Do this: How many lines in the material below contain the word "trench"? Case counts, so match capital and lowercase letters exactly, and give only the number.

-- begin Exercise material --

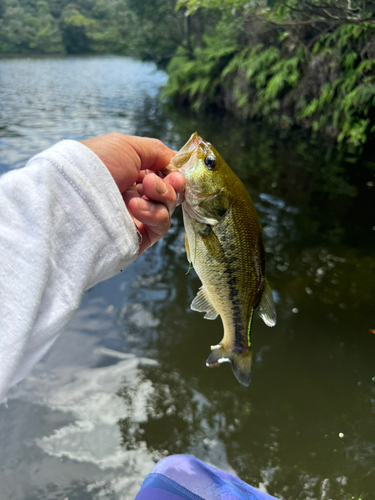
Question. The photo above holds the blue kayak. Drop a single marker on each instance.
(184, 477)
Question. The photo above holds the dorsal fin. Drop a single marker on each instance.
(267, 310)
(202, 304)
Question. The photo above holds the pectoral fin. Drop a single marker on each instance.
(202, 304)
(267, 310)
(187, 249)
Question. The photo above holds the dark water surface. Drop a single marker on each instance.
(126, 383)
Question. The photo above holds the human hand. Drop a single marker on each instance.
(150, 199)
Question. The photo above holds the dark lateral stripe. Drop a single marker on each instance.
(240, 333)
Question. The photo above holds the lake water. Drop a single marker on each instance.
(126, 383)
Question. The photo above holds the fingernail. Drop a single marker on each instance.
(145, 206)
(178, 198)
(161, 188)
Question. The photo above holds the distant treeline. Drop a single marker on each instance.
(308, 63)
(146, 29)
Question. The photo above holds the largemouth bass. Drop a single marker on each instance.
(224, 244)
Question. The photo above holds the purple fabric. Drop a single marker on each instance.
(187, 477)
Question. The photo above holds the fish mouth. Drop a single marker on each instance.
(179, 161)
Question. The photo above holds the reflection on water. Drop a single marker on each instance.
(126, 384)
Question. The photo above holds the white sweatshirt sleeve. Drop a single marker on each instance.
(63, 228)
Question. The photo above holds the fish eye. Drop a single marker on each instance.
(210, 162)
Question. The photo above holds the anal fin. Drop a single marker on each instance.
(267, 309)
(202, 304)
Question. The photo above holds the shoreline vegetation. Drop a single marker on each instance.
(290, 63)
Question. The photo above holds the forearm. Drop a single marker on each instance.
(63, 228)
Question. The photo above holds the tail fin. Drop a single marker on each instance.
(241, 363)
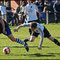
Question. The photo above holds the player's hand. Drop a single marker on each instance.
(15, 30)
(39, 48)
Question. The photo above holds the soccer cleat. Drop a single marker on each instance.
(26, 46)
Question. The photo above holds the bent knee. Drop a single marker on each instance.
(31, 40)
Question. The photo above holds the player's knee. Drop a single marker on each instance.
(31, 40)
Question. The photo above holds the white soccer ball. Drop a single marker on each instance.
(6, 50)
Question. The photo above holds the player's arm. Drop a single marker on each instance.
(22, 25)
(3, 25)
(41, 35)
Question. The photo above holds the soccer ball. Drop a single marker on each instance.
(6, 50)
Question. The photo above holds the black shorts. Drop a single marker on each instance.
(46, 33)
(33, 34)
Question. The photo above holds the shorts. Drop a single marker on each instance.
(34, 33)
(46, 33)
(8, 31)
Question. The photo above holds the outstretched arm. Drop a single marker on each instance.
(22, 25)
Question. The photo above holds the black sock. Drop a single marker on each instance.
(26, 40)
(56, 42)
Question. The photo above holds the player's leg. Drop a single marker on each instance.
(12, 38)
(48, 35)
(54, 40)
(32, 37)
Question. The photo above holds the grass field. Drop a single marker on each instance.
(49, 49)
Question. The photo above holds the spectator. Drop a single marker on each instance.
(56, 7)
(9, 14)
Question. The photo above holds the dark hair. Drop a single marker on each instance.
(33, 25)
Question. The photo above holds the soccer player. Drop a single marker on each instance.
(4, 28)
(37, 29)
(31, 11)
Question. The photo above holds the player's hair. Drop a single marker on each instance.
(33, 25)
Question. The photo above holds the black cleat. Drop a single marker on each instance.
(26, 47)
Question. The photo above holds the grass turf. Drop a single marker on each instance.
(49, 49)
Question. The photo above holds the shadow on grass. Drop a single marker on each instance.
(34, 55)
(23, 46)
(54, 53)
(57, 37)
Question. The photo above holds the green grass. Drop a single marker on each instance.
(49, 49)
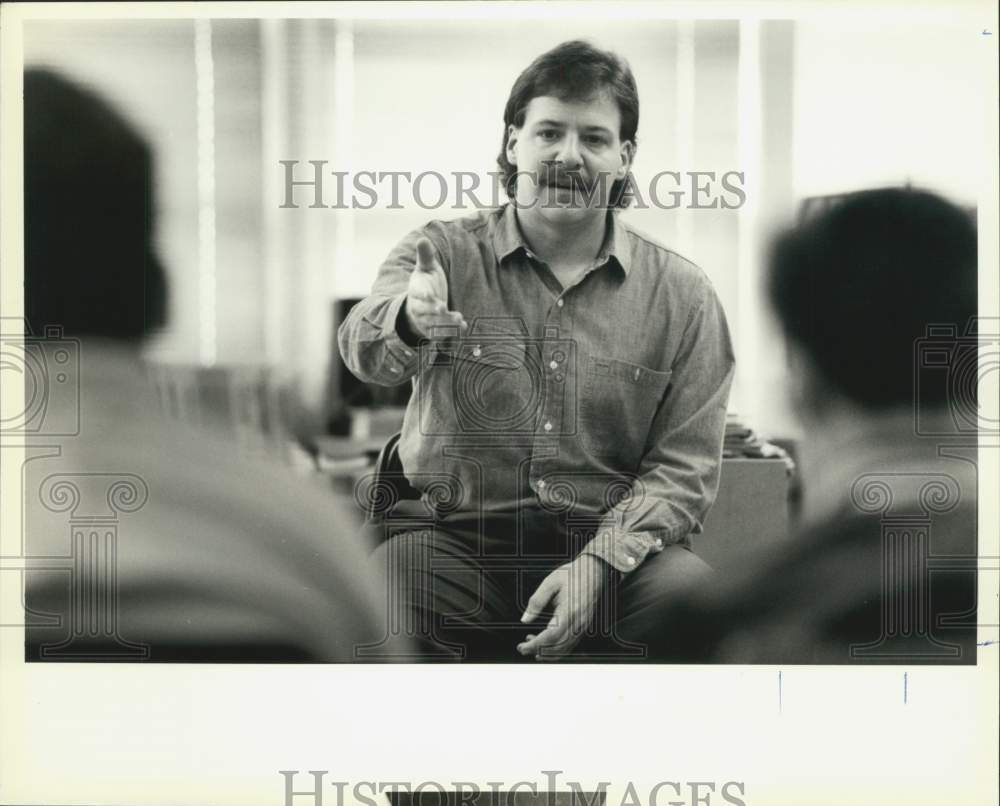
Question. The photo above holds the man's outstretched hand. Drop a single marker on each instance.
(574, 589)
(427, 296)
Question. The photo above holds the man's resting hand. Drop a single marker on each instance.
(575, 589)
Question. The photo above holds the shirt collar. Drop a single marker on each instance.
(507, 239)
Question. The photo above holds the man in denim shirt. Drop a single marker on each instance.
(570, 382)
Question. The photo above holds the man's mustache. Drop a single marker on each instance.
(554, 176)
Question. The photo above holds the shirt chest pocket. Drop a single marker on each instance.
(617, 407)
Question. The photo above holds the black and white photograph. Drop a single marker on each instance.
(370, 370)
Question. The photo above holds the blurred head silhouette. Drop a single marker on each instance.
(857, 285)
(89, 262)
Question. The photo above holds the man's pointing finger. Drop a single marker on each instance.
(425, 255)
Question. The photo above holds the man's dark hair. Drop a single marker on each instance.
(89, 264)
(573, 71)
(857, 285)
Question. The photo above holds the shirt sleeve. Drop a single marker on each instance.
(374, 344)
(678, 476)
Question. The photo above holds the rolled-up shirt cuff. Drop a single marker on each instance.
(625, 551)
(400, 358)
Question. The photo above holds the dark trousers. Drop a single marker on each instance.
(457, 587)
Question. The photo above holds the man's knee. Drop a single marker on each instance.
(674, 570)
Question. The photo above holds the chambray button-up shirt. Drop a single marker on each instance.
(605, 399)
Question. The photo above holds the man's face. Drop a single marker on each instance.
(568, 154)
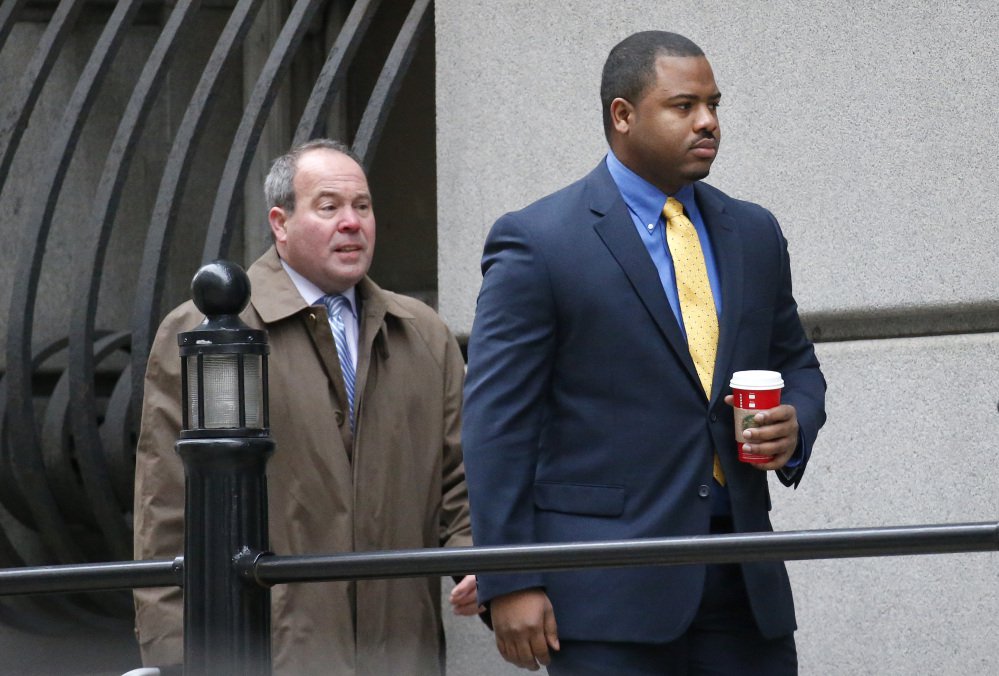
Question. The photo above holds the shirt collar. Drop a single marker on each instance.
(311, 293)
(644, 200)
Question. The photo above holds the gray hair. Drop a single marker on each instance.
(279, 186)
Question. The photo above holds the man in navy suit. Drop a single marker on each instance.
(585, 417)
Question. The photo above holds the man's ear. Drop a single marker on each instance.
(621, 112)
(278, 218)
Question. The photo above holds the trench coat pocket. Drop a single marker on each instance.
(585, 499)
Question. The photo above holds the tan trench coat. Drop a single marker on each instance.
(398, 484)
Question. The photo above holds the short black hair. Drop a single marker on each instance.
(631, 66)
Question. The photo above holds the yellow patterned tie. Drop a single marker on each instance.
(697, 305)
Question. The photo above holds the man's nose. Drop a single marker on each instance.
(707, 119)
(349, 219)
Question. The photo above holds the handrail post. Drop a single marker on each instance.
(225, 445)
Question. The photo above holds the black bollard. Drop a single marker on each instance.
(225, 444)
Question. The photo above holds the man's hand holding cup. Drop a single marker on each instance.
(766, 432)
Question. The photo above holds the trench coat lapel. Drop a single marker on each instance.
(276, 298)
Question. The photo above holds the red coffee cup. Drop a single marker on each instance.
(753, 391)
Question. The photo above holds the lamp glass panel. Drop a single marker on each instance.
(253, 390)
(221, 389)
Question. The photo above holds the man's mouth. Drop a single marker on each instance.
(706, 148)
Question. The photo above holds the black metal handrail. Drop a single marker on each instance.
(273, 569)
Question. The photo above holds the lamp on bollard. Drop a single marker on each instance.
(224, 362)
(225, 443)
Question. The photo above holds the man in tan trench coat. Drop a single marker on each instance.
(388, 477)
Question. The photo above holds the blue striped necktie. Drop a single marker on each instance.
(335, 306)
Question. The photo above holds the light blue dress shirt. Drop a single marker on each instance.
(645, 204)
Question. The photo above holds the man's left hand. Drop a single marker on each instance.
(464, 597)
(776, 435)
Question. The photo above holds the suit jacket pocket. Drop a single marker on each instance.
(588, 499)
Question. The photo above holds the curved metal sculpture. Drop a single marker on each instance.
(67, 448)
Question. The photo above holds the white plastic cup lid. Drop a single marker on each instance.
(756, 380)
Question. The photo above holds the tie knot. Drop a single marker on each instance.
(335, 304)
(673, 208)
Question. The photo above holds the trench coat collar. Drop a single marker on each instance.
(275, 296)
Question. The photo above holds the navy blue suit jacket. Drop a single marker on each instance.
(584, 418)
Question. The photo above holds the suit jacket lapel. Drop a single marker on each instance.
(727, 245)
(615, 227)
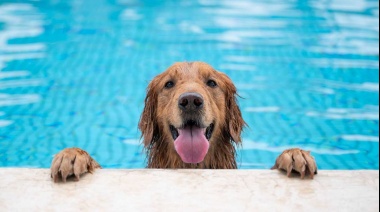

-- end Exercise material --

Result of this task: 5